### The task
The listing below should be written out exactly; please include all of it.

### Records for the task
<<<<

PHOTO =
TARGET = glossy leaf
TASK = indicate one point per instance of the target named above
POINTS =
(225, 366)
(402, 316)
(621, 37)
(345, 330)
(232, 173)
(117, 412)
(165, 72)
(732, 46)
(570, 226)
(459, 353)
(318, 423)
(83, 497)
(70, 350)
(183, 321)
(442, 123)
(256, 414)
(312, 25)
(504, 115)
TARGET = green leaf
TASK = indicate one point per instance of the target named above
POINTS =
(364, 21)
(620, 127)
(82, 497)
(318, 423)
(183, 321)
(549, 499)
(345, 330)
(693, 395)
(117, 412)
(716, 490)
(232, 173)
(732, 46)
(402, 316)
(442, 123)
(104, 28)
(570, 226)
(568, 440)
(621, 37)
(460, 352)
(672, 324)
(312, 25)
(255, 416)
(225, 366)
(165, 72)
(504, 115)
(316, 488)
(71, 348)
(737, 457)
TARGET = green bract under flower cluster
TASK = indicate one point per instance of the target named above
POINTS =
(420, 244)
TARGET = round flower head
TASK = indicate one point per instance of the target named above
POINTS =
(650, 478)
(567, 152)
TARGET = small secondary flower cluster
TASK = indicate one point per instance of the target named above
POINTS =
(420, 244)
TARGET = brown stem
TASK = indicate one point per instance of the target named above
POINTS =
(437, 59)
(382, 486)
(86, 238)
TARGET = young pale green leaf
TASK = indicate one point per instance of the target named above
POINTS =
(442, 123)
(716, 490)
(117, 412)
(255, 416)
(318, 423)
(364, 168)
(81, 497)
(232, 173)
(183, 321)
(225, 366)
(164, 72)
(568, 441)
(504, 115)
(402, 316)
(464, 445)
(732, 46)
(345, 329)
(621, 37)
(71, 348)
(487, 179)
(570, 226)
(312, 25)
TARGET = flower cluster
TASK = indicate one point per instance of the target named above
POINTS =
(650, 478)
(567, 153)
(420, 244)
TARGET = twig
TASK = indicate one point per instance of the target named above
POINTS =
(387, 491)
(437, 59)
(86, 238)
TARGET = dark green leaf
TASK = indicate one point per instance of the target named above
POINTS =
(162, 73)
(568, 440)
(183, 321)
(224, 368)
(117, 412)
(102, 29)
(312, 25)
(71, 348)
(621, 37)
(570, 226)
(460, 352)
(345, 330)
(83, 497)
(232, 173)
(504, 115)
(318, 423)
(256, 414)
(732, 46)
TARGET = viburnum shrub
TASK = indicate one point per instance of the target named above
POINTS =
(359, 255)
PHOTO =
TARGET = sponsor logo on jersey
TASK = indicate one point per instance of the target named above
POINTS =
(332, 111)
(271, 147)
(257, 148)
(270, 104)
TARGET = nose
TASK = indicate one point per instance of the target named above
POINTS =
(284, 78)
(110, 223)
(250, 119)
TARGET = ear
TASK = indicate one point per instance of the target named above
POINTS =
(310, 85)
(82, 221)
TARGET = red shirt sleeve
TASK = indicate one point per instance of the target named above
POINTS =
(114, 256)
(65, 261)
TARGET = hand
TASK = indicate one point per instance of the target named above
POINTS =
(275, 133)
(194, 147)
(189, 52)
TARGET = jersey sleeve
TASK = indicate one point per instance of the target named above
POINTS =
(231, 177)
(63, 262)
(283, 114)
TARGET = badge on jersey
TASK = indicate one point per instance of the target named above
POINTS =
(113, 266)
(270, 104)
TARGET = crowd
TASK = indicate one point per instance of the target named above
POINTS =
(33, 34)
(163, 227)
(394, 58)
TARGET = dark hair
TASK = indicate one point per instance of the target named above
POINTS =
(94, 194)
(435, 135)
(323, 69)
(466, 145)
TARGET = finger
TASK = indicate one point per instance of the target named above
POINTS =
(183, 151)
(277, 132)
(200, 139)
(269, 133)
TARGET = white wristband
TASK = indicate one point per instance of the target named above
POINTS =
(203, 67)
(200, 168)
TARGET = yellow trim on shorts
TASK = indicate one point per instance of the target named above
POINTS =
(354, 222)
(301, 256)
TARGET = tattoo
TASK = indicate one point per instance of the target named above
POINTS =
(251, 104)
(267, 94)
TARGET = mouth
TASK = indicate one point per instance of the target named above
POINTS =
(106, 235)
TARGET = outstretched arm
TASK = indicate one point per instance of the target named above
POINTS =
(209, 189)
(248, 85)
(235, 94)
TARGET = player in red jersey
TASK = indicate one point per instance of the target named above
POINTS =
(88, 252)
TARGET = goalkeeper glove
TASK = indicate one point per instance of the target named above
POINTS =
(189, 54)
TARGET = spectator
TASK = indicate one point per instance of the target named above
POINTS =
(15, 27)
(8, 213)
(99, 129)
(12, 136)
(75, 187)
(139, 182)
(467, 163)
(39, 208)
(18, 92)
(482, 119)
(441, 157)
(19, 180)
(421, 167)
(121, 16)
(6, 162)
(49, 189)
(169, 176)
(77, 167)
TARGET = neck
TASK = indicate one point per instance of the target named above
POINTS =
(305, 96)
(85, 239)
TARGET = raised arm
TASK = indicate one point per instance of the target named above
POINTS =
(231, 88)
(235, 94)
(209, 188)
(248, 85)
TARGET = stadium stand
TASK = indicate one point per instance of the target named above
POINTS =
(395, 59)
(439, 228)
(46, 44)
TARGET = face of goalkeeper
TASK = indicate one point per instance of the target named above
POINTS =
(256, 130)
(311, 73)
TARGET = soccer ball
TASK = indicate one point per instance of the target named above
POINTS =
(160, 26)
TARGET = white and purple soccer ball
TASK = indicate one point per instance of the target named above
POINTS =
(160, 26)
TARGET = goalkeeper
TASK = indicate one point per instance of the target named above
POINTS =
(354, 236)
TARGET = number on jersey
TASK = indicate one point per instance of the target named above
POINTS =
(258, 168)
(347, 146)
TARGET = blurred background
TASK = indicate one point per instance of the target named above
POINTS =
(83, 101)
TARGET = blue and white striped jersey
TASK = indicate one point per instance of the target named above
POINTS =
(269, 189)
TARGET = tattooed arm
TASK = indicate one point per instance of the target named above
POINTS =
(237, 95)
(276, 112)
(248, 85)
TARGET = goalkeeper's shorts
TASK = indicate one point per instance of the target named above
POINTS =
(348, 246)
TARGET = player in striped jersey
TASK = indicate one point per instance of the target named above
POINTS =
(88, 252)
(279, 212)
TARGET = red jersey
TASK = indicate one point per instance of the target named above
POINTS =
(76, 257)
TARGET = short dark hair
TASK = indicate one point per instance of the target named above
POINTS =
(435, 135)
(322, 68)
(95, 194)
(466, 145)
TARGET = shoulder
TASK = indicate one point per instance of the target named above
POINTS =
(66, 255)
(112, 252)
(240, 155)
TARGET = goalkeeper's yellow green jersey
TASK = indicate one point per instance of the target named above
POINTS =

>>>>

### Exercise response
PHOTO =
TARGET = glossy leaf
TASK = indicate one point per instance of the target named above
POINTS =
(225, 366)
(402, 316)
(621, 37)
(345, 330)
(232, 173)
(117, 412)
(165, 72)
(732, 46)
(570, 226)
(459, 353)
(318, 423)
(83, 497)
(70, 350)
(183, 321)
(442, 123)
(256, 414)
(312, 25)
(504, 115)
TARGET = green leaf
TASK = indicate one point per instance of the target named above
POINTS =
(364, 21)
(620, 127)
(82, 497)
(318, 423)
(183, 321)
(549, 499)
(345, 330)
(693, 395)
(117, 412)
(716, 490)
(232, 173)
(732, 46)
(402, 316)
(442, 123)
(104, 28)
(570, 226)
(568, 440)
(621, 37)
(460, 352)
(672, 324)
(312, 25)
(255, 416)
(225, 366)
(165, 72)
(504, 115)
(316, 488)
(71, 348)
(737, 457)
TARGET = green bract under flower cluster
TASK = indicate one point per instance of the target named above
POINTS =
(420, 244)
TARGET = round flower head
TASK = indicate one point per instance of the target named above
POINTS =
(650, 478)
(567, 152)
TARGET = small secondary flower cluster
TASK = indicate one point per instance of the target named above
POINTS =
(420, 244)
TARGET = brown stem
TASK = indicate one point per instance of the target named above
POINTS =
(437, 59)
(382, 486)
(86, 238)
TARGET = young pale green leaf
TASK = indicate one point per instance of the target named above
POINTS =
(442, 123)
(716, 490)
(117, 412)
(255, 416)
(318, 423)
(364, 168)
(81, 497)
(232, 173)
(183, 321)
(225, 366)
(164, 72)
(568, 441)
(504, 115)
(402, 316)
(464, 445)
(732, 46)
(345, 329)
(621, 37)
(71, 348)
(487, 179)
(570, 226)
(312, 25)
TARGET = flower cluster
TASK = indicate one point per instance of the target named above
POINTS =
(650, 478)
(567, 153)
(420, 244)
TARGET = twig
TASK = indicate one point per instance of the target named above
POINTS =
(387, 491)
(437, 59)
(86, 238)
TARGET = dark green leaf
TASK = indicate one point per instance of the target named above
POINTS =
(162, 73)
(568, 440)
(183, 321)
(224, 368)
(117, 412)
(102, 29)
(312, 25)
(71, 348)
(621, 37)
(570, 226)
(460, 352)
(345, 330)
(83, 497)
(232, 173)
(504, 115)
(318, 423)
(256, 414)
(732, 46)
TARGET = viburnum shrub
TASK = indicate one point per instance of the target named above
POINTS =
(359, 255)
PHOTO =
TARGET = sponsor logo on jersey
TASK = indicate one point per instance of the target named above
POINTS =
(332, 111)
(271, 147)
(257, 148)
(270, 104)
TARGET = nose
TASK = indicate one point per instance of the target named above
POINTS =
(284, 78)
(110, 223)
(250, 119)
TARGET = ear
TASK = indicate one point per instance of the target named above
POINTS =
(310, 85)
(82, 221)
TARGET = red shirt sleeve
TASK = indicate one point per instance of the target named above
POINTS =
(114, 256)
(65, 261)
TARGET = hand
TASK = indicate one point per instance of the target named above
POINTS =
(275, 133)
(194, 147)
(189, 52)
TARGET = jersey sleeve
TASK = indicate one point per instance of the target named above
POINTS =
(231, 177)
(63, 262)
(283, 114)
TARGET = badge on jersey
TASK = indicate one point per instance of the target named above
POINTS =
(113, 266)
(270, 104)
TARGET = crowd
TASK = indicate one point per instance of the target named above
POINTS =
(33, 34)
(163, 227)
(394, 58)
TARGET = dark hair
TASK = indicate one point per instance of the target named above
POINTS =
(94, 194)
(435, 135)
(323, 69)
(466, 145)
TARGET = finger
TASK = indicate one point per instance of the target named above
POINTS =
(183, 151)
(277, 132)
(200, 139)
(269, 133)
TARGET = white wristband
TASK = indicate one point per instance of the target named above
POINTS =
(203, 67)
(200, 168)
TARGET = yellow trim on shorts
TASK = indicate one point per instance of the target named above
POINTS =
(354, 222)
(301, 256)
TARGET = tattoo
TASK = indicate one point per instance of the target named above
POINTS =
(251, 104)
(267, 94)
TARGET = mouth
TASK = indicate one point per instance of the target named above
POINTS =
(106, 235)
TARGET = outstretched arm
TASK = indicate one point per instance of the target named above
POINTS =
(209, 189)
(248, 85)
(235, 94)
TARGET = player in red jersey
TASK = indicate one point per instance of the target named above
POINTS =
(88, 252)
TARGET = goalkeeper glove
TASK = indicate one point per instance of the target named above
POINTS =
(189, 54)
TARGET = spectator
TASK = indicate one point per instance of the target named above
POINTS =
(15, 27)
(8, 213)
(99, 129)
(12, 136)
(75, 187)
(139, 182)
(467, 163)
(39, 208)
(18, 92)
(482, 119)
(441, 157)
(19, 180)
(421, 167)
(121, 16)
(6, 162)
(49, 189)
(169, 176)
(77, 167)
TARGET = neck
TASK = indicate one point per instance of the target named above
POINTS =
(305, 96)
(85, 239)
TARGET = raised arm
TASK = indicate one point per instance of the target named above
POINTS =
(231, 88)
(235, 94)
(209, 188)
(248, 85)
TARGET = stadium stand
TASK = indicate one point per instance of the target named above
POINTS =
(395, 59)
(439, 228)
(46, 44)
TARGET = face of goalkeeper
TASK = indicate one point per instance of the target named above
POINTS =
(256, 130)
(311, 73)
TARGET = soccer ball
TASK = indicate one point per instance of the target named above
POINTS =
(160, 26)
TARGET = white and purple soccer ball
TASK = indicate one point per instance of the target named above
POINTS =
(160, 26)
TARGET = goalkeeper
TASK = indicate one point per instance of the target named above
POINTS =
(354, 236)
TARGET = number on jersey
TASK = indicate one point per instance of the target named above
POINTS =
(258, 168)
(347, 146)
TARGET = blurred background
TASK = indicate one point per instance of the target named above
POINTS =
(83, 101)
TARGET = blue and white striped jersey
TASK = indicate one point per instance of the target named above
POINTS =
(269, 189)
TARGET = tattooed arm
TASK = indicate one point per instance of the target named above
POINTS =
(237, 95)
(276, 112)
(248, 85)
TARGET = goalkeeper's shorts
TASK = indicate one point per instance of the target named above
POINTS =
(348, 246)
TARGET = player in striped jersey
TASK = indicate one point per instance of the target named above
POINTS =
(88, 252)
(279, 212)
TARGET = red jersey
TASK = indicate one point per instance of the target named above
POINTS =
(76, 257)
TARGET = short dark hair
TASK = indicate one point per instance of the target named above
POINTS =
(435, 135)
(322, 68)
(95, 194)
(466, 145)
TARGET = shoulder
TASK = indicate one point per instance of the target named above
POINTS =
(66, 255)
(112, 252)
(240, 155)
TARGET = goalkeeper's yellow green jersey
TASK = indicate one point per instance of the target named above
POINTS =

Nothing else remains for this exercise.